* _Zu lösende Aufgaben_
1. Ziehen Sie jede Zeile der Datensätze heraus, in der die Zeichenfolge "brick" vorkommt, und beachten Sie dabei die Groß- und Kleinschreibung.
2. Liefern Sie die Fortsetzung des Kommentars zum Umsturz in Syrien im Anschluss an dessen letzten Satz.

* _Textabschnitt_
*****

Die subjektive Sicht des Autors auf das Thema. Niemand muss diese Meinung übernehmen, aber sie kann zum Nachdenken anregen.
Was Meinungen von Nachrichten unterscheidet.Umsturz in Syrien Deutschland muss schnell handeln
Der blitzartige Sturz der Assad-Herrschaft eröffnet die Chance auf eine bessere Zukunft im Nahen Osten. Deutschland und die EU sollten dabei helfen, dauerhaften Frieden zu stiften.
Damaskus ist befreit, der Diktator ist geflohen: Die 54-jährige Terrorherrschaft der Familie Assad ist zu Ende. Das ist eine großartige Nachricht für Millionen Menschen in Syrien, in den Flüchtlingslagern Jordaniens, des Libanon, der Türkei, in der europäischen Diaspora. Eine halbe Million Syrer sind in dem seit 2011 wütenden Krieg getötet worden, fünf Millionen sind außer Landes geflohen, mehr als sieben Millionen wurden innerhalb des Landes vertrieben – rund die Hälfte der Bevölkerung.

*****

(Annotationsdaten zur Objektlokalisierung)
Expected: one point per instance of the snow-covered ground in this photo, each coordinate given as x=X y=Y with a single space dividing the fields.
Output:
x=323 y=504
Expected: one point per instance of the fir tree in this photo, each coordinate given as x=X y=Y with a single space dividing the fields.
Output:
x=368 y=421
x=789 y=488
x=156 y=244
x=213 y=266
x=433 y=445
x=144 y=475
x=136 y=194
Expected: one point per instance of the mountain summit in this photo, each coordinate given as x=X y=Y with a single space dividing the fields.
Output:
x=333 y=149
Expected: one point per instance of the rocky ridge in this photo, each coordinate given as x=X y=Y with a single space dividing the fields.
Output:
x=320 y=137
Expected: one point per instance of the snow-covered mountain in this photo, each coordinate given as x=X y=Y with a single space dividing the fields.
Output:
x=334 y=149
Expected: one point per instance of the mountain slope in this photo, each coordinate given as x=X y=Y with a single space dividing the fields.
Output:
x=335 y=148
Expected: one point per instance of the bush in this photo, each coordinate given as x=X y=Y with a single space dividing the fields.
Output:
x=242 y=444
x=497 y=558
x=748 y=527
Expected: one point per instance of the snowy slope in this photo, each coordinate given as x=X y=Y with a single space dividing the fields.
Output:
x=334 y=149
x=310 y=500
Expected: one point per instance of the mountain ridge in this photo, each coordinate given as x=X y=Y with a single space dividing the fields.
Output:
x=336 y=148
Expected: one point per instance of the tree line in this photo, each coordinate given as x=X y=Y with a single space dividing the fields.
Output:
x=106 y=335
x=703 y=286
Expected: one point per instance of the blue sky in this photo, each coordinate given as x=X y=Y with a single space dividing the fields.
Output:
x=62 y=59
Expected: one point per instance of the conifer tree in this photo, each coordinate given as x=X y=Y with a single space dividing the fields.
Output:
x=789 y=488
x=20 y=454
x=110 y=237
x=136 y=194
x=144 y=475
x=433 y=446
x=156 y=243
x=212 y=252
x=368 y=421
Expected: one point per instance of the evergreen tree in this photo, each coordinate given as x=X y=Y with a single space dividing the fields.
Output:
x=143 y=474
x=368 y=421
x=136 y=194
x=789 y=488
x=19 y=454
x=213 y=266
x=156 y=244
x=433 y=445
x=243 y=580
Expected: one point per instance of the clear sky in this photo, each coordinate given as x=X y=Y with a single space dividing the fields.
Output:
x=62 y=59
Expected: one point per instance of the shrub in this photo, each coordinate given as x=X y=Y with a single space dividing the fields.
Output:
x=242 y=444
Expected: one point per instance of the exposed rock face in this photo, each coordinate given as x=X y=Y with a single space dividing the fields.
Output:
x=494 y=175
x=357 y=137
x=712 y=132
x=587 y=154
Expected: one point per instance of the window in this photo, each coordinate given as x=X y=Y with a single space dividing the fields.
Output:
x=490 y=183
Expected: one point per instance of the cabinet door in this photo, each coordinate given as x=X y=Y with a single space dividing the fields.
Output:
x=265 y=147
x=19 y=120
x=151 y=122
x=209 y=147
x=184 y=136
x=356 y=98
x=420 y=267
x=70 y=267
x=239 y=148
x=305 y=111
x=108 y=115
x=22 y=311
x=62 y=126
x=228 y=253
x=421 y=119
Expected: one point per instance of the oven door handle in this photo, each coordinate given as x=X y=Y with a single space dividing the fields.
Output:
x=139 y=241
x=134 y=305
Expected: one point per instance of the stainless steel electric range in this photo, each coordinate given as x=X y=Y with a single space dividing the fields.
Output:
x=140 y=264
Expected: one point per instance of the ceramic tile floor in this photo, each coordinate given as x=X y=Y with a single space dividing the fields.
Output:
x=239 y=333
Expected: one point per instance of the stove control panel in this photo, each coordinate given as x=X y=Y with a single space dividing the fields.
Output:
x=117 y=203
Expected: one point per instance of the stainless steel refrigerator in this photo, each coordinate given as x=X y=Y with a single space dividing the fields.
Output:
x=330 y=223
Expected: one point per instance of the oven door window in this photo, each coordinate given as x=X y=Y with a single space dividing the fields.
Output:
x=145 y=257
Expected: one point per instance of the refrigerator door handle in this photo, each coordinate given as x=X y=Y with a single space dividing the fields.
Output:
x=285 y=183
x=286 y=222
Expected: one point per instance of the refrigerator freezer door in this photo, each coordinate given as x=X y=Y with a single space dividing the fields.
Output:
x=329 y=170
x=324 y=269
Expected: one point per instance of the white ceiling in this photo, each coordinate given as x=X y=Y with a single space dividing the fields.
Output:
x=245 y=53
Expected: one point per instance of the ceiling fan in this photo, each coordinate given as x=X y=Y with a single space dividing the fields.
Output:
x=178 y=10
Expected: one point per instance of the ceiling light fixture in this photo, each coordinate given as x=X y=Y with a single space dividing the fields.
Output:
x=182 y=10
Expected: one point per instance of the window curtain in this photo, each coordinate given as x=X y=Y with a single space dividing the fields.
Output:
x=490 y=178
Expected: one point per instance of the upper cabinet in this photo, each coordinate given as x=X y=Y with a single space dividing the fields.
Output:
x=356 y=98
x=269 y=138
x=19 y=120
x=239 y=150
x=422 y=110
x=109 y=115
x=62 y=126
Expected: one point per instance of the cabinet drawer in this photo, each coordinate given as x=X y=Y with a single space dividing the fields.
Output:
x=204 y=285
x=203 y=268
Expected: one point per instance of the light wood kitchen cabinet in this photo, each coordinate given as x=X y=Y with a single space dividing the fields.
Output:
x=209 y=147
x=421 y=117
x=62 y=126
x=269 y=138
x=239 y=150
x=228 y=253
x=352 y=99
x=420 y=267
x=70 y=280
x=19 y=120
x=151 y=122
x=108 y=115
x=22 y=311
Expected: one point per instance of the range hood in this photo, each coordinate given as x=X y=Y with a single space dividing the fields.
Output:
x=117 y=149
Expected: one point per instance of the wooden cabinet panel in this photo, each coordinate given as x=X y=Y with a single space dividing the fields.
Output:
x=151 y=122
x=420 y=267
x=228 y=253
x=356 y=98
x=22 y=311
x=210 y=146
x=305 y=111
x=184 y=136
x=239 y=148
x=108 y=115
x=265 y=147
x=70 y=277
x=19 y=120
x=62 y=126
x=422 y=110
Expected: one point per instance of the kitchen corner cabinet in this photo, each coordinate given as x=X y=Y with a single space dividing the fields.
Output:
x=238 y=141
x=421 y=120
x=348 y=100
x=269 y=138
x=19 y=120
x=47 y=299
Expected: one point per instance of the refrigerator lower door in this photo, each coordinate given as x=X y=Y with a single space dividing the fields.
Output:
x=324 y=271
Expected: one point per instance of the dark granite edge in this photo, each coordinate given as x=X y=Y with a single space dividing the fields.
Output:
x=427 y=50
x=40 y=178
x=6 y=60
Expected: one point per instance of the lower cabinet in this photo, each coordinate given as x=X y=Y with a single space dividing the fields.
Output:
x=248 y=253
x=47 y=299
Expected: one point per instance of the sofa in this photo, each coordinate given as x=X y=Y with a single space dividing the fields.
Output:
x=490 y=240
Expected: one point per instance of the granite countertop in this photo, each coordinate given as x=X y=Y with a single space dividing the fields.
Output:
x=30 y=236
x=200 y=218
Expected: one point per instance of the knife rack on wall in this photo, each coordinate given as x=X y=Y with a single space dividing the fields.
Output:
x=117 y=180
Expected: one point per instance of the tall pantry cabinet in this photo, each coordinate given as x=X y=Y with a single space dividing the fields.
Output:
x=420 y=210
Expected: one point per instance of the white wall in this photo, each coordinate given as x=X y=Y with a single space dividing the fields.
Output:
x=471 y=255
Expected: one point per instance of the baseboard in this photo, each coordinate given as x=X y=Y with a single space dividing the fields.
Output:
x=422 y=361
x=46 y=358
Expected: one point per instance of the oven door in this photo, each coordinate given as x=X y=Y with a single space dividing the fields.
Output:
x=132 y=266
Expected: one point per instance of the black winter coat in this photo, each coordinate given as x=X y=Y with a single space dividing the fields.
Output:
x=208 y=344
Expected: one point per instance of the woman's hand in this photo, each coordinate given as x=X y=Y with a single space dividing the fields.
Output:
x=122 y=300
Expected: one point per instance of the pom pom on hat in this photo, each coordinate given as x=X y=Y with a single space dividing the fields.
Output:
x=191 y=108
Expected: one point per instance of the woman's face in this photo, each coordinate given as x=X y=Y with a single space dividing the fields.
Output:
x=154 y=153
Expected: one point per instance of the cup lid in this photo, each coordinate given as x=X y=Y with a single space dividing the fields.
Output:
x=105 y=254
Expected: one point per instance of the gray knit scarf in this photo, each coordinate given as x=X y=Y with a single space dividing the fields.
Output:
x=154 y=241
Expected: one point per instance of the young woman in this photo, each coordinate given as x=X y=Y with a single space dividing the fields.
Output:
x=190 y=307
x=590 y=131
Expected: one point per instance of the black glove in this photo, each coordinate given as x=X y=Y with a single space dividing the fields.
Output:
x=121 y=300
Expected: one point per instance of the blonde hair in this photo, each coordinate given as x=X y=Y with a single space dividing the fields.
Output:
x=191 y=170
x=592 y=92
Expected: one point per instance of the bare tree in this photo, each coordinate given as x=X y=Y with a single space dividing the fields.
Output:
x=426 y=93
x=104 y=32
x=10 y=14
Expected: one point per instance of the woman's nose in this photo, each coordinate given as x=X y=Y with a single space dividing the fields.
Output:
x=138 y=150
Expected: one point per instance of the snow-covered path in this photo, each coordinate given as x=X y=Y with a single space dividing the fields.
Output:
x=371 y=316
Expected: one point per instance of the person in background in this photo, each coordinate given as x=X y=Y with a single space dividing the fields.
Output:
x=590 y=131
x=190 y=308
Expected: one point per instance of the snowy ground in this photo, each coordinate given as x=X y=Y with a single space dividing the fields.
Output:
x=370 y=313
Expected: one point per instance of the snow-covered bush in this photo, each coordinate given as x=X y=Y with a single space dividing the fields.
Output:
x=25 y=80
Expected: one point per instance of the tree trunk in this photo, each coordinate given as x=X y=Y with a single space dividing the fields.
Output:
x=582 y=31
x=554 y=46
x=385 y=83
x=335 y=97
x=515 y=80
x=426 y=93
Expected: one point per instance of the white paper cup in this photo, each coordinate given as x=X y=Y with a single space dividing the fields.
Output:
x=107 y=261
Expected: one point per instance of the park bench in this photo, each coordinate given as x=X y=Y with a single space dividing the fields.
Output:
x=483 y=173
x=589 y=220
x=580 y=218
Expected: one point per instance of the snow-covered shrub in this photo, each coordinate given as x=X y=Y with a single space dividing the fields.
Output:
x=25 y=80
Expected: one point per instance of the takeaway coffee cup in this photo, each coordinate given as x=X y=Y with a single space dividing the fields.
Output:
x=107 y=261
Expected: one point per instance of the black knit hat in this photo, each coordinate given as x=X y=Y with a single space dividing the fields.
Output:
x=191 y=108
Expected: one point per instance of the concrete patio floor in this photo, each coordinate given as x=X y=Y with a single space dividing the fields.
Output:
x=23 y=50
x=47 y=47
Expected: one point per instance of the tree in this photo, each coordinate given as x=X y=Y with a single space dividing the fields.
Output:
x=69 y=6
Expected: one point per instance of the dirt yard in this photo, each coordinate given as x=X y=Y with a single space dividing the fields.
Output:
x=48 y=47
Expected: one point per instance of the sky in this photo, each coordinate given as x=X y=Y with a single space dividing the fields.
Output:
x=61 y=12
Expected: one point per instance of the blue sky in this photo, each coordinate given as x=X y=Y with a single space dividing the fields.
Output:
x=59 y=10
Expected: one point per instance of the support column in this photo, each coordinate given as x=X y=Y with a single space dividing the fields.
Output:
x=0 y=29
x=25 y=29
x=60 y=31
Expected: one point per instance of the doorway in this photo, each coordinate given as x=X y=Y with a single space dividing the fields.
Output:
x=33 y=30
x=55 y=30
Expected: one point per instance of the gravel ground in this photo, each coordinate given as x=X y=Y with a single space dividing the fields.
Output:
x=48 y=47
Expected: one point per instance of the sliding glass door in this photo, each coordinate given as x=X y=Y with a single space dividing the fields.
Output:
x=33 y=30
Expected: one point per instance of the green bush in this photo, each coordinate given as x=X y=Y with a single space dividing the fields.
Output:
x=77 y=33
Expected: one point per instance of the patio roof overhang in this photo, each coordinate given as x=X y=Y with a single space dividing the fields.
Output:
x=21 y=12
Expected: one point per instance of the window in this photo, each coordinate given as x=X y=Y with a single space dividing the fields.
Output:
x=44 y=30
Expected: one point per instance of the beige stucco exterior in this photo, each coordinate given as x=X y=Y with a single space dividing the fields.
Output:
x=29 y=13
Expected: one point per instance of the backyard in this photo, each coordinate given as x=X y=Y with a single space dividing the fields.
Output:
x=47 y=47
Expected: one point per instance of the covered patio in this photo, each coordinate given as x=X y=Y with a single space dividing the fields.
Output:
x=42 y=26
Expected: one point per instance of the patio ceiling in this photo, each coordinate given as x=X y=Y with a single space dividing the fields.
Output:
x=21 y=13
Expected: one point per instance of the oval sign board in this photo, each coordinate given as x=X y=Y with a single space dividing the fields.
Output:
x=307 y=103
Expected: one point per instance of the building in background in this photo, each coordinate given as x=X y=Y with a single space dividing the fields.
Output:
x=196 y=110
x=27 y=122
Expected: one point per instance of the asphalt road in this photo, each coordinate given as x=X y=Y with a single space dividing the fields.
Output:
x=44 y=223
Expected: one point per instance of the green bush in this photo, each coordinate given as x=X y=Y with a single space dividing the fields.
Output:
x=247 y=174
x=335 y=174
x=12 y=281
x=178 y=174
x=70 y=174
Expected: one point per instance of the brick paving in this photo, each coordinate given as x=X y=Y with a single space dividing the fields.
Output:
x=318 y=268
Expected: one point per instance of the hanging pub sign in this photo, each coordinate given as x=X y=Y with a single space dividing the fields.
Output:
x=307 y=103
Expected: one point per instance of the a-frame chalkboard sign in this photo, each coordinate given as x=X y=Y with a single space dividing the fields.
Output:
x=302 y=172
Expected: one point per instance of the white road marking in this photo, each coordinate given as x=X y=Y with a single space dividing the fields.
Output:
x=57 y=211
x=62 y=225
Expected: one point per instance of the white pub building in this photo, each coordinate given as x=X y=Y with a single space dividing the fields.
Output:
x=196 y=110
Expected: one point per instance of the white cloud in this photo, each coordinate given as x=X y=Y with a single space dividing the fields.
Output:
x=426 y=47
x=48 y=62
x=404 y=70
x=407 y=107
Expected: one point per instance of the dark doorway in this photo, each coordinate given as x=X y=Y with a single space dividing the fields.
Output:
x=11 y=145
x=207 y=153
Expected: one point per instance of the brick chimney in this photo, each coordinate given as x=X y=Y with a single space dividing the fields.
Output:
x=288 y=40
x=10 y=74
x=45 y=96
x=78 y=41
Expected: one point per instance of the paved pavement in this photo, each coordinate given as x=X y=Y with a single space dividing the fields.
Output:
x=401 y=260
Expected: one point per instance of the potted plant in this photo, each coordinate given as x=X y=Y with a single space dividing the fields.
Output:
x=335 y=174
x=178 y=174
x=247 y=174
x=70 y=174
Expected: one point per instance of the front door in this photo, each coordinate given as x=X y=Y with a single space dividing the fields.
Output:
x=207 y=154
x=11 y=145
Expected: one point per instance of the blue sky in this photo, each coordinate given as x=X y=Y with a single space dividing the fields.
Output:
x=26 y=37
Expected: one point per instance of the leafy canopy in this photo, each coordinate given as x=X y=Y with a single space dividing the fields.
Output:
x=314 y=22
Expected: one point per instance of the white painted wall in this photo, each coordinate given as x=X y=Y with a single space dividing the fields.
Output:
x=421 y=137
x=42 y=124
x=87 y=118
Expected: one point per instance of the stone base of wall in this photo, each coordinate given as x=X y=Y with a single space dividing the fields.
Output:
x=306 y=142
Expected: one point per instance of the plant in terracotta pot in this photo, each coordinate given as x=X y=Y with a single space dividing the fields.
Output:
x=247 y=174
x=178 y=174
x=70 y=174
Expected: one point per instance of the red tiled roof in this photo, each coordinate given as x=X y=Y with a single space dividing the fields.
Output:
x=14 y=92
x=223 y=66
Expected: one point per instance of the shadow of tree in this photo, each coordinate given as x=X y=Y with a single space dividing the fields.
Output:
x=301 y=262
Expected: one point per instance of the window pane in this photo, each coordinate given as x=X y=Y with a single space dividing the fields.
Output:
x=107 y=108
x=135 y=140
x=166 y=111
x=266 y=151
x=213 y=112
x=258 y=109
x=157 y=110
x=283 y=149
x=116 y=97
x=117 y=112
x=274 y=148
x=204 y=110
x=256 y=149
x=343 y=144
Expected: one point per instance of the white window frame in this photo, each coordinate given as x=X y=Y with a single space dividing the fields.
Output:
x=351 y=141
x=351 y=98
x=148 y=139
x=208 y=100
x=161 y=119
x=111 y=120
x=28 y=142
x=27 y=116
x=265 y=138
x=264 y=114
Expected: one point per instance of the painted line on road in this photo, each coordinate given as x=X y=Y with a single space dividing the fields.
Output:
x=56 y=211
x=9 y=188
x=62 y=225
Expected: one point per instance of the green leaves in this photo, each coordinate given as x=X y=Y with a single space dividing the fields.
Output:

*****

* _Lösungen_
1.
Expected: one point per instance of the brick paving in this photo, each coordinate given as x=X y=Y with a single space dividing the fields.
Expected: one point per instance of the brick chimney in this photo, each coordinate given as x=X y=Y with a single space dividing the fields.

2.
Die Überlebenden des 13-jährigen Massakers können nun Hoffnung schöpfen: auf die Rückkehr in ihre Heimat, auf ein Leben in Frieden und Würde, ohne ständige Bedrohungen, Entbehrungen, Leid. Die Szenen aus dem befreiten Foltergefängnis Sajdnaja nördlich der Hauptstadt Damaskus rühren zu Recht viele Beobachter zu Tränen. An diesem grausamen Ort folterten Assads Schergen Zigtausende Menschen, quälten Männer und Frauen, schreckten nicht einmal vor Folter an Kindern zurück. Syrer flüsterten sich die Schreckenstaten in Sajdnaja, im Hauptquartier des Luftwaffengeheimdienstes in Damaskus, im Wüstengefängnis Tadmur und in weiteren Kerkern seit Jahrzehnten hinter vorgehaltener Hand zu. Die Erzählungen schürten die Angst, die zur wichtigsten Stütze des Regimes wurde. Der Jubel auf den Straßen in Aleppo, Hama, Homs, Damaskus, Deir az-Zor und Daraa ist ein kollektiver Erleichterungsschrei, ein Triumph über die bleierne Furcht.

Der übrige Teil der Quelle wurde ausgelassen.